** Text section **

------------

Frederick Rawdon Dalrymple  (born 6 November 1930) is a former Australian public servant and diplomat.

Dalrymple was born in Sydney and educated at Shore School in North Sydney and the University of Sydney. In 1951, he was selected as the New South Wales Rhodes scholar for 1952 and went on to study at Oxford University in the United Kingdom.

Dalrymple joined the Department of External Affairs in 1957. He went on to appointments as Ambassador to Israel (1972–1975), Ambassador to Indonesia (1981–1985), Ambassador to the United States (1985–1989) and Ambassador to Japan (1989–1993).

In January 1987, Dalrymple was appointed an Officer of the Order of Australia in recognition of his public service as a diplomatic representative.

In 1994, Dalrymple retired from the foreign affairs department (by then the Department of Foreign Affairs and Trade).

------------

** Dataset content **

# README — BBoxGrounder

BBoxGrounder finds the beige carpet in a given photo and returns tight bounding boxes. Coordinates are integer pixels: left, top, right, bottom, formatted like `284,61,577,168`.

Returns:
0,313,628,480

------------

** Exercises to complete **
• a. Summarize the Dalrymple biography above in two sentences.
• b. According to the Dalrymple biography, what was the foreign affairs department called by the time he retired in 1994?
• c. Please render this sentence from the Dalrymple biography in French: "In January 1987, Dalrymple was appointed an Officer of the Order of Australia in recognition of his public service as a diplomatic representative."

** Solved problems **
• a. Frederick Rawdon Dalrymple, born in Sydney on 6 November 1930, is a former Australian public servant and diplomat who studied at the University of Sydney and, as a Rhodes scholar, at Oxford University. After joining the Department of External Affairs in 1957, he served as Ambassador to Israel, Indonesia, the United States and Japan, was appointed an Officer of the Order of Australia in 1987, and retired in 1994.

• b. The Department of Foreign Affairs and Trade.

• c. En janvier 1987, Dalrymple a été nommé officier de l'ordre d'Australie en reconnaissance de ses services publics en tant que représentant diplomatique.